PAGE EXCERPT:
The IT department at your school decided to change their password policy. Each password will have to consist of N 6-digit numbers separated by dashes, where N will be determined by the phase of the moon and the weather forecast for the day after it will be generated.

You realized that, if all of the numbers were palindromes (same numbers as the original ones if read backwards), you would have to remember a bunch of 3-digit numbers, which did not sound that bad (at the time).

In order to generate your password of N numbers, you get a list of N randomly generated 6-digit numbers and find the palindromic number closest to them.

Of course, you would like to automate this process...

Input
The first line of the input contains a single positive integer N≤1000 indicating the number of six-digit numbers in the input. Each of the next N lines contains a six-digit number without leading zeroes.

(Records)
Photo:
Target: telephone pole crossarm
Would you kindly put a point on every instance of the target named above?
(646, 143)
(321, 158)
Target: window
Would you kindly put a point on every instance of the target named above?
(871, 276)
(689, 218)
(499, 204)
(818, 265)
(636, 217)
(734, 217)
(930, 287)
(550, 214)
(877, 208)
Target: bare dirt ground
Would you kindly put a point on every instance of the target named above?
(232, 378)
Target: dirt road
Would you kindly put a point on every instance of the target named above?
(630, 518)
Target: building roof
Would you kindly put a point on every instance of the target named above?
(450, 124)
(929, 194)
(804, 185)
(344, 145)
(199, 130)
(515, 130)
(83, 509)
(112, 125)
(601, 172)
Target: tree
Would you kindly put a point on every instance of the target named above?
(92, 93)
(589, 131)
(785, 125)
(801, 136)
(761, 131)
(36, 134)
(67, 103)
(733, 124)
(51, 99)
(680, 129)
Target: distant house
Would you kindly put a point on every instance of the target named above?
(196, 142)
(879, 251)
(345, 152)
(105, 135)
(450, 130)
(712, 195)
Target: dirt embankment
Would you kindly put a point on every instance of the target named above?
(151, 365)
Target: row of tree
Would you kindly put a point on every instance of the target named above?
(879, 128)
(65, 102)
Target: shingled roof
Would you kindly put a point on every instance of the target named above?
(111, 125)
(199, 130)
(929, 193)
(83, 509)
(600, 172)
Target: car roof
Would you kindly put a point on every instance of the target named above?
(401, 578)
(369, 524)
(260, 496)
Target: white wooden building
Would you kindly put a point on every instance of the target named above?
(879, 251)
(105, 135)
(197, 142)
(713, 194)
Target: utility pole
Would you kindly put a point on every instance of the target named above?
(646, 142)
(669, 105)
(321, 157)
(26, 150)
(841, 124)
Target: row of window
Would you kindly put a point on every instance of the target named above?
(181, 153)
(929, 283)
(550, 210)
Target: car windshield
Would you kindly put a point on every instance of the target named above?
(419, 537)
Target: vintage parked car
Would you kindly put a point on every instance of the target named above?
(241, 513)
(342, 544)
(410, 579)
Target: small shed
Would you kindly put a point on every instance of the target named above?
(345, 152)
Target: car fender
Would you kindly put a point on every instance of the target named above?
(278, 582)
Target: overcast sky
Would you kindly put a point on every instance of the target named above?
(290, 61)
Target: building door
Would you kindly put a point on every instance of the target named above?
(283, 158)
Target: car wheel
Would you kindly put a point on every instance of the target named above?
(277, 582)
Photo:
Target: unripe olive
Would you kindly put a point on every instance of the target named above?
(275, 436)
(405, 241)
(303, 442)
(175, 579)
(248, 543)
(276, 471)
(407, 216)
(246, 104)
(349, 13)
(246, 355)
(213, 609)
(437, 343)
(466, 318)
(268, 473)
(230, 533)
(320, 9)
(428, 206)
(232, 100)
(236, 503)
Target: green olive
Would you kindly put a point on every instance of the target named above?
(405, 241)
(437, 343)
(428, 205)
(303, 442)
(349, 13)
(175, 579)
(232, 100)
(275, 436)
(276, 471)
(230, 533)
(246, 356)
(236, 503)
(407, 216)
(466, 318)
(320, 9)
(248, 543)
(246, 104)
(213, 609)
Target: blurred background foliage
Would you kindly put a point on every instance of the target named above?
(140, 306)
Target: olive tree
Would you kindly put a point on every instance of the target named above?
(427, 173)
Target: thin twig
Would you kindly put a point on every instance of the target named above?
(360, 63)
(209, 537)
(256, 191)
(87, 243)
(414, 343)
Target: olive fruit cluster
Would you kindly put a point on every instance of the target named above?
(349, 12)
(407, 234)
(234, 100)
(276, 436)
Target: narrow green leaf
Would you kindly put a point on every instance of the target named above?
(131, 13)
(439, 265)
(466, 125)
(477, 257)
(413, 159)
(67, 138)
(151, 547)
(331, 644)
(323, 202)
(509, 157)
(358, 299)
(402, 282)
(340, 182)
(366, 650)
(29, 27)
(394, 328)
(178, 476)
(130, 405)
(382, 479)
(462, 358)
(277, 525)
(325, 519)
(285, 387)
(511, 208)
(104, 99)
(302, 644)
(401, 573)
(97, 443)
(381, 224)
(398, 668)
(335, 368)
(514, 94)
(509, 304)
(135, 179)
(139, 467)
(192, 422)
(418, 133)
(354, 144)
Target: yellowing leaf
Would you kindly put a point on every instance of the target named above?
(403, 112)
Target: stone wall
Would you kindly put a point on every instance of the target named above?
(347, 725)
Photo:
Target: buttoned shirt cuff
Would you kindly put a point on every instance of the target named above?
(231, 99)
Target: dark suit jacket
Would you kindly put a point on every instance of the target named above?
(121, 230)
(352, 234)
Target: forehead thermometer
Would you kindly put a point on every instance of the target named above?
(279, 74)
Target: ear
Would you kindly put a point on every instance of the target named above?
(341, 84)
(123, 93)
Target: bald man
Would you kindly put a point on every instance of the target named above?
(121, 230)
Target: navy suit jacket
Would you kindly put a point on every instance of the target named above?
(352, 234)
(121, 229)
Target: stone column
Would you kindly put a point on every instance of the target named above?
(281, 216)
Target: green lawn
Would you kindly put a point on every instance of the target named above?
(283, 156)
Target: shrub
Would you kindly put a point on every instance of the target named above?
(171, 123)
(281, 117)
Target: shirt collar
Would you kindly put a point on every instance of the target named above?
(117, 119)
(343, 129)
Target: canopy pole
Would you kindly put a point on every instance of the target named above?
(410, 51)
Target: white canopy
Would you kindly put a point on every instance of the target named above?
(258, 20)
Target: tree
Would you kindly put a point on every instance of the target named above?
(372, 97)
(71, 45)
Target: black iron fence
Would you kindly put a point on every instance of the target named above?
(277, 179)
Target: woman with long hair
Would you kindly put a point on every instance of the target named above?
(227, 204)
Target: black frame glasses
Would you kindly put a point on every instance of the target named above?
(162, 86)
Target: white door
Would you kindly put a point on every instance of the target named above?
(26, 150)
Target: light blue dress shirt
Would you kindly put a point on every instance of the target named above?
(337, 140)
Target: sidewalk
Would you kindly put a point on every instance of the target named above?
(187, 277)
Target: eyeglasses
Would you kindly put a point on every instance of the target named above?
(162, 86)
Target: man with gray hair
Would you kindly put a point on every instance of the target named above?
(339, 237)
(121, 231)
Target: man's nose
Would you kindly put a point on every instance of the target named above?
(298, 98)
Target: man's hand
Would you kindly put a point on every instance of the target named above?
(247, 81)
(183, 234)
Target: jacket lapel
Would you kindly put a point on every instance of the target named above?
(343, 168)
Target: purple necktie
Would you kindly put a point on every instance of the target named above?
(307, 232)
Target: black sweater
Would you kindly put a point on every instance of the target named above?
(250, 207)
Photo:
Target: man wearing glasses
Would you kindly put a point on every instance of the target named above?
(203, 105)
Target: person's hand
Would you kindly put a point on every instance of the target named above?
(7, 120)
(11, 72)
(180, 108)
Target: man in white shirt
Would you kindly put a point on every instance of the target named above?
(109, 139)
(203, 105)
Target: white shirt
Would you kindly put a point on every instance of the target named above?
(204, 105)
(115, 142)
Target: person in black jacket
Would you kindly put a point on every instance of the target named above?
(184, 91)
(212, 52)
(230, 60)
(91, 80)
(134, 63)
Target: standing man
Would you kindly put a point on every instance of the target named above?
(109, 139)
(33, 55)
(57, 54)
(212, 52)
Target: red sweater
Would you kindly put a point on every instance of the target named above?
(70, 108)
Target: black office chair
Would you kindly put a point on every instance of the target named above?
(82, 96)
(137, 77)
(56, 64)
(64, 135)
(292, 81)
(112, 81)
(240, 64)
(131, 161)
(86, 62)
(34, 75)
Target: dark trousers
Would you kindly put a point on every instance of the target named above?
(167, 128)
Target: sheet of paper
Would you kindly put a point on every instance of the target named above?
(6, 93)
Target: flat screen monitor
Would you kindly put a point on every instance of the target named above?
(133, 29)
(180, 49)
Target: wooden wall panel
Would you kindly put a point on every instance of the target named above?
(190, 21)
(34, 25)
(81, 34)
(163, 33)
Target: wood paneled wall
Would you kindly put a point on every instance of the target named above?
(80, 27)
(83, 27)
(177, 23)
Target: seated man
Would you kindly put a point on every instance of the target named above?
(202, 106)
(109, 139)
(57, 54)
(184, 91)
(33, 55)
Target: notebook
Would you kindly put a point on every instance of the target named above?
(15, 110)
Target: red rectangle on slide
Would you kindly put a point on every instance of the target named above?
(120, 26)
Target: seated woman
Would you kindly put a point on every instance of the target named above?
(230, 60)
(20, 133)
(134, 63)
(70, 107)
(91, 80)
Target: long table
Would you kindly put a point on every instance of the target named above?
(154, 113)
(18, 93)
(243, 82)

TO BE DONE:
A) Output, word for word, the part of the palindrome password problem starting with "You realized that, if" and going on through "automate this process...".
B) Go on with the palindrome password problem from the point where it stops.

EXPECTED ANSWERS:
A)
You realized that, if all of the numbers were palindromes (same numbers as the original ones if read backwards), you would have to remember a bunch of 3-digit numbers, which did not sound that bad (at the time).

In order to generate your password of N numbers, you get a list of N randomly generated 6-digit numbers and find the palindromic number closest to them.

Of course, you would like to automate this process...

B)
Output
For each six-digit number in the input, output another six-digit number that is closest to it and is also a palindrome. “Closest” in this context means “a number having the smallest absolute difference with the original number”. If there are two different numbers satisfying the above condition, output the smaller one of the two. Remember, no leading zeroes.

Sample Input 1    Sample Output 1
2
123321
123322
123321
123321
题意：长度为6的数字，求最接近他的回文数

思路: 贪心，数字abcdef 取前三位数字abc，然后abc 本身abc+1  abc-1，让这3个回文后减去abcdef。

#include <iostream>
#include <cstdio>
#include <cstring>
#include <string>
#include <algorithm>
#include <map>
#include <set>
#include <cmath>
#include <queue>
const int MAXN=1e6+5;
const int P=99991;
typedef long long ll;
using namespace std;
char s[105];
int a[105];
struct node
{
    int re;
    int num;
    int id;
    int sum;
}c[105];
int cal(int n)
{
    int sum=0;
    while(n){
        sum=sum*10+n%10;
        n=n/10;
    }
    return sum;
}
bool cmp(node a,node b)
{
    if(a.sum!=b.sum)
      return a.sum<b.sum;
    else
      return a.re<b.re;
}
int main()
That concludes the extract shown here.